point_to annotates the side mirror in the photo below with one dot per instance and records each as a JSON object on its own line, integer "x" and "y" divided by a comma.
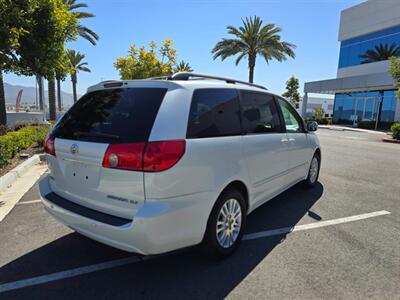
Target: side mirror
{"x": 312, "y": 126}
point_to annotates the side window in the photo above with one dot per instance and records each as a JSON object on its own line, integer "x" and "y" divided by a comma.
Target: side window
{"x": 214, "y": 112}
{"x": 293, "y": 121}
{"x": 259, "y": 113}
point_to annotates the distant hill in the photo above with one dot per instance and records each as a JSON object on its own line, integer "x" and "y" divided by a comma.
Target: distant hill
{"x": 29, "y": 94}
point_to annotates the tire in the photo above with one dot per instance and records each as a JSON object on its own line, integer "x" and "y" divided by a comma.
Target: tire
{"x": 313, "y": 171}
{"x": 213, "y": 245}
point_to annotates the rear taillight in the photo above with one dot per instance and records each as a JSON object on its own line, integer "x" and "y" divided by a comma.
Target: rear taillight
{"x": 49, "y": 145}
{"x": 160, "y": 156}
{"x": 124, "y": 156}
{"x": 147, "y": 157}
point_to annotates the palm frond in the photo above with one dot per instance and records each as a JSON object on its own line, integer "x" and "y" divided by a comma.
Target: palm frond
{"x": 380, "y": 52}
{"x": 82, "y": 14}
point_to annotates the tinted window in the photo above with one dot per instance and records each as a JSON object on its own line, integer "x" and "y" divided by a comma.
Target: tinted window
{"x": 293, "y": 122}
{"x": 214, "y": 112}
{"x": 112, "y": 116}
{"x": 259, "y": 113}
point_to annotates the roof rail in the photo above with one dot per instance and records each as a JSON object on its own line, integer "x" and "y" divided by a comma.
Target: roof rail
{"x": 188, "y": 75}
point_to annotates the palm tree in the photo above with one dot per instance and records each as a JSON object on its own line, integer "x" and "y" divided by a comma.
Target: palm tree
{"x": 252, "y": 39}
{"x": 380, "y": 52}
{"x": 83, "y": 32}
{"x": 77, "y": 65}
{"x": 183, "y": 66}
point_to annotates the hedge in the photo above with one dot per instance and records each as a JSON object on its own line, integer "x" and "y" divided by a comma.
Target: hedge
{"x": 371, "y": 125}
{"x": 14, "y": 141}
{"x": 395, "y": 129}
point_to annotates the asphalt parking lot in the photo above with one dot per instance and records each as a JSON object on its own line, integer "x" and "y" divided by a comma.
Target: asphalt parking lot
{"x": 339, "y": 240}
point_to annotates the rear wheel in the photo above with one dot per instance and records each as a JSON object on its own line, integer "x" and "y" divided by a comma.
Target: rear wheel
{"x": 313, "y": 172}
{"x": 225, "y": 225}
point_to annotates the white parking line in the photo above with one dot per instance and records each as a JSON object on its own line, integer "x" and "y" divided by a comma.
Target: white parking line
{"x": 319, "y": 224}
{"x": 5, "y": 287}
{"x": 29, "y": 202}
{"x": 66, "y": 274}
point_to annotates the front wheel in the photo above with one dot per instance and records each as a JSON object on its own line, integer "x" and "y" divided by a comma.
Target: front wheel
{"x": 313, "y": 172}
{"x": 225, "y": 225}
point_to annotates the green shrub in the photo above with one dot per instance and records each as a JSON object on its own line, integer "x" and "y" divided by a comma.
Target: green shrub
{"x": 3, "y": 130}
{"x": 395, "y": 129}
{"x": 15, "y": 141}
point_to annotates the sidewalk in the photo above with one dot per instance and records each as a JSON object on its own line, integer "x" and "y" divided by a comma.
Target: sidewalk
{"x": 349, "y": 128}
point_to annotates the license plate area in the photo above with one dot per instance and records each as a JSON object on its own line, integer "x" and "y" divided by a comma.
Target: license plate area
{"x": 82, "y": 174}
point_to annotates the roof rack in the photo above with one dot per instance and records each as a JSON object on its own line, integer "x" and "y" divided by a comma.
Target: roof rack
{"x": 188, "y": 75}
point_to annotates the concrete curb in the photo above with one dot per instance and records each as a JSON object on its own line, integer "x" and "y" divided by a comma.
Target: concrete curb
{"x": 8, "y": 179}
{"x": 393, "y": 141}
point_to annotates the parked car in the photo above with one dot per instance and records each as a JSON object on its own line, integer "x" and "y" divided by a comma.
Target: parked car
{"x": 151, "y": 166}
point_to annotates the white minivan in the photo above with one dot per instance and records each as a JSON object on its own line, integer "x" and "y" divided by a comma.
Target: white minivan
{"x": 150, "y": 166}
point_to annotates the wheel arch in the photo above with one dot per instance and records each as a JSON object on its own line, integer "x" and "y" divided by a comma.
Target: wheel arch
{"x": 241, "y": 187}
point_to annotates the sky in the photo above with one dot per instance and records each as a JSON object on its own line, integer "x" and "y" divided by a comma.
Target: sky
{"x": 196, "y": 26}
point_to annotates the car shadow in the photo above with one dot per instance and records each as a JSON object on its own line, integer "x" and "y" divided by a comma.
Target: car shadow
{"x": 181, "y": 275}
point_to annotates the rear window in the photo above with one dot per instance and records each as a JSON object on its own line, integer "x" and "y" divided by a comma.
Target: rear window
{"x": 112, "y": 116}
{"x": 213, "y": 113}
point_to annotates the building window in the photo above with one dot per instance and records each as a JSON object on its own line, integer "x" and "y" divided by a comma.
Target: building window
{"x": 352, "y": 49}
{"x": 364, "y": 105}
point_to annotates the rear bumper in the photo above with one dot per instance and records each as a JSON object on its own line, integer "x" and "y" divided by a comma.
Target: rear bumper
{"x": 160, "y": 226}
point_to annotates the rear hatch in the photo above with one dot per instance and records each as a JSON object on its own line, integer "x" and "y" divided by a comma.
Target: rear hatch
{"x": 99, "y": 121}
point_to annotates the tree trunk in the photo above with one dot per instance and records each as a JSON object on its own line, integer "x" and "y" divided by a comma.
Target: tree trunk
{"x": 52, "y": 98}
{"x": 3, "y": 113}
{"x": 252, "y": 64}
{"x": 59, "y": 94}
{"x": 74, "y": 79}
{"x": 41, "y": 100}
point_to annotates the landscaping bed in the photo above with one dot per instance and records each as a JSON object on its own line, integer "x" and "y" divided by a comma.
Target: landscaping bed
{"x": 27, "y": 140}
{"x": 16, "y": 160}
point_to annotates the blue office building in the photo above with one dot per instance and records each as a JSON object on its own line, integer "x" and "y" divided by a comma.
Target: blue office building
{"x": 363, "y": 88}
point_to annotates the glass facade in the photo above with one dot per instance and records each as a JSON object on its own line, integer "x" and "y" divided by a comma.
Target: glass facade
{"x": 365, "y": 106}
{"x": 351, "y": 49}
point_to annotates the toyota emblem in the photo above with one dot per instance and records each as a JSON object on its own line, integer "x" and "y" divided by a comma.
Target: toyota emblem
{"x": 74, "y": 149}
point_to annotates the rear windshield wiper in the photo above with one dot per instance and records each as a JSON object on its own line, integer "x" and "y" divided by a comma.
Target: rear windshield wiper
{"x": 96, "y": 134}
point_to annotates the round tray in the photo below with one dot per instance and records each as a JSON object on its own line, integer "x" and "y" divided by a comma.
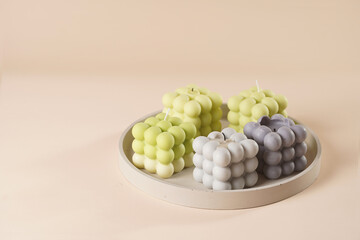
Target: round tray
{"x": 182, "y": 189}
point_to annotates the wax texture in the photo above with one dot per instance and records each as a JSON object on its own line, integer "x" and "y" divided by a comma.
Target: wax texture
{"x": 196, "y": 105}
{"x": 163, "y": 146}
{"x": 225, "y": 160}
{"x": 282, "y": 145}
{"x": 252, "y": 104}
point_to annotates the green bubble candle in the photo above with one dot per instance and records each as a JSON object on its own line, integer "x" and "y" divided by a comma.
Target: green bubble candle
{"x": 252, "y": 104}
{"x": 196, "y": 105}
{"x": 163, "y": 145}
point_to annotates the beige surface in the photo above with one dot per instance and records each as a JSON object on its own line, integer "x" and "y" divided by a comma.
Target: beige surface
{"x": 76, "y": 73}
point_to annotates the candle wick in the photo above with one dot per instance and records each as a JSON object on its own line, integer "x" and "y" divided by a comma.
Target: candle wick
{"x": 167, "y": 113}
{"x": 257, "y": 85}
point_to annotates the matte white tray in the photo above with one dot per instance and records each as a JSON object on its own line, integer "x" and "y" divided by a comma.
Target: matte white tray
{"x": 182, "y": 189}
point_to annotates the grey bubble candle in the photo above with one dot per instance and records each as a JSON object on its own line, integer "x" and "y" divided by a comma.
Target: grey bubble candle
{"x": 281, "y": 143}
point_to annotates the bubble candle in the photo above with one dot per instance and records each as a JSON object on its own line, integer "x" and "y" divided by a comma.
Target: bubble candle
{"x": 196, "y": 105}
{"x": 163, "y": 145}
{"x": 251, "y": 104}
{"x": 282, "y": 145}
{"x": 226, "y": 160}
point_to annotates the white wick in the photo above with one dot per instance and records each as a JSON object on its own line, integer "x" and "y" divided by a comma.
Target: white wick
{"x": 167, "y": 113}
{"x": 257, "y": 85}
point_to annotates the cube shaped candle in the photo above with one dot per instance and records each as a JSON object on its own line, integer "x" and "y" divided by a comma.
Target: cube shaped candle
{"x": 251, "y": 104}
{"x": 163, "y": 146}
{"x": 226, "y": 160}
{"x": 281, "y": 145}
{"x": 196, "y": 105}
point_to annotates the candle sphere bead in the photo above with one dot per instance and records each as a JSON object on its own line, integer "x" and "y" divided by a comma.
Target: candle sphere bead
{"x": 195, "y": 105}
{"x": 282, "y": 145}
{"x": 225, "y": 160}
{"x": 163, "y": 146}
{"x": 252, "y": 104}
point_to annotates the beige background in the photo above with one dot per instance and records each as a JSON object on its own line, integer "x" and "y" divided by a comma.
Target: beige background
{"x": 75, "y": 74}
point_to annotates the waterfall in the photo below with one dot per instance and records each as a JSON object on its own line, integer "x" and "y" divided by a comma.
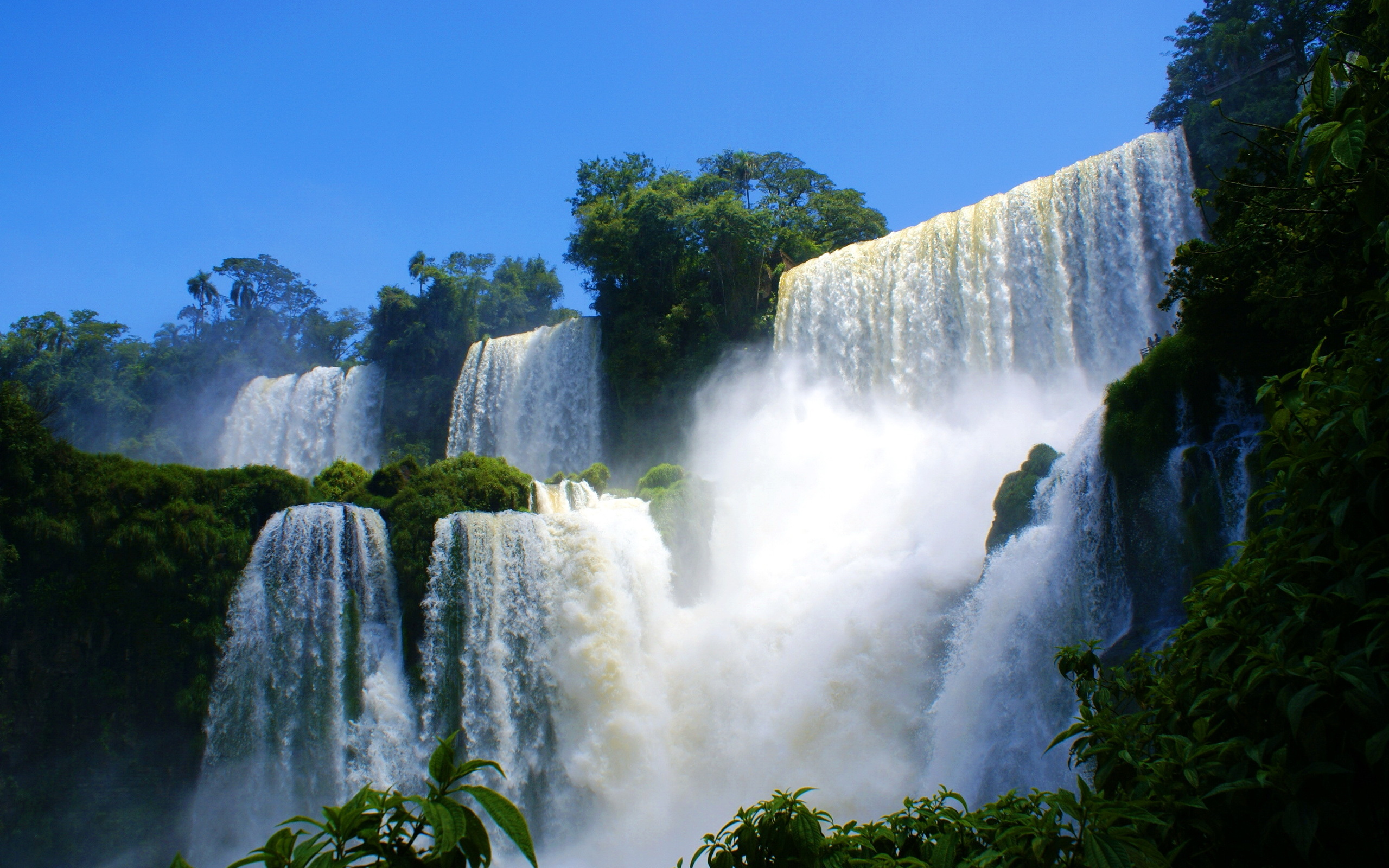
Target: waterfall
{"x": 535, "y": 643}
{"x": 1084, "y": 570}
{"x": 534, "y": 399}
{"x": 304, "y": 421}
{"x": 844, "y": 638}
{"x": 310, "y": 699}
{"x": 1059, "y": 274}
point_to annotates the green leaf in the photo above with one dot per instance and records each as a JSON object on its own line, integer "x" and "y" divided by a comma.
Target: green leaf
{"x": 1299, "y": 703}
{"x": 475, "y": 835}
{"x": 1375, "y": 745}
{"x": 506, "y": 816}
{"x": 1350, "y": 143}
{"x": 1103, "y": 852}
{"x": 441, "y": 762}
{"x": 1301, "y": 824}
{"x": 1320, "y": 92}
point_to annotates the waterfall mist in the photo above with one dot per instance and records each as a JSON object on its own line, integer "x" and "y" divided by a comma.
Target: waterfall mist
{"x": 844, "y": 636}
{"x": 303, "y": 423}
{"x": 310, "y": 698}
{"x": 532, "y": 398}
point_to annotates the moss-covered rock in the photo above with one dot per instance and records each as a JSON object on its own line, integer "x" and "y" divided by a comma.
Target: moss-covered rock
{"x": 341, "y": 481}
{"x": 413, "y": 497}
{"x": 1013, "y": 503}
{"x": 683, "y": 509}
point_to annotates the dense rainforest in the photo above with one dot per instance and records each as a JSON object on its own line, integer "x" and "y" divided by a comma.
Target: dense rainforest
{"x": 1258, "y": 735}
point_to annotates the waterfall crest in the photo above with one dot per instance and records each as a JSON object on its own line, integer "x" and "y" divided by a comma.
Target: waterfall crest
{"x": 1060, "y": 273}
{"x": 537, "y": 633}
{"x": 534, "y": 399}
{"x": 1084, "y": 570}
{"x": 303, "y": 423}
{"x": 310, "y": 698}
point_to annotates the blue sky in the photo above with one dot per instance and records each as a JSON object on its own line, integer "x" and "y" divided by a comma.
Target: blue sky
{"x": 145, "y": 141}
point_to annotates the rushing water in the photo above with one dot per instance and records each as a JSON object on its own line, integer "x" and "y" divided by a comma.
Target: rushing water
{"x": 844, "y": 636}
{"x": 304, "y": 421}
{"x": 1059, "y": 274}
{"x": 310, "y": 698}
{"x": 537, "y": 645}
{"x": 534, "y": 399}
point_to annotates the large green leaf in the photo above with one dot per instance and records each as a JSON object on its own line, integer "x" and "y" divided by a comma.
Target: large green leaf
{"x": 506, "y": 816}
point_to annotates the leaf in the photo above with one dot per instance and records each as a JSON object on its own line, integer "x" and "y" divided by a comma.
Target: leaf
{"x": 506, "y": 816}
{"x": 1320, "y": 92}
{"x": 1375, "y": 745}
{"x": 441, "y": 762}
{"x": 1299, "y": 703}
{"x": 472, "y": 765}
{"x": 1350, "y": 143}
{"x": 1103, "y": 852}
{"x": 1301, "y": 824}
{"x": 475, "y": 835}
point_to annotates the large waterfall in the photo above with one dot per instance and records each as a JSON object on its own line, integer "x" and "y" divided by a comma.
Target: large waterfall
{"x": 851, "y": 634}
{"x": 310, "y": 698}
{"x": 1057, "y": 276}
{"x": 304, "y": 421}
{"x": 534, "y": 399}
{"x": 538, "y": 646}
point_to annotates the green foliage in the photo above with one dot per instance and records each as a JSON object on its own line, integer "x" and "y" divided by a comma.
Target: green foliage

_Work order_
The expected output is every line from the material above where "below" can be found.

_Answer to the exercise_
point_to annotates the side mirror in the photo below with one dot per instance and records each as a JSON object on its own line, integer "x" and "y" divided by a comma.
point_to annotates the round tray in the photo below with one dot per instance and records each as a JSON object on its own line, integer "x" and "y" divided by a comma.
point_to annotates the waterfall in the photo below with one dot per instance and records each as a JSON object on its own line, integer "x" and "y" divided by a comma.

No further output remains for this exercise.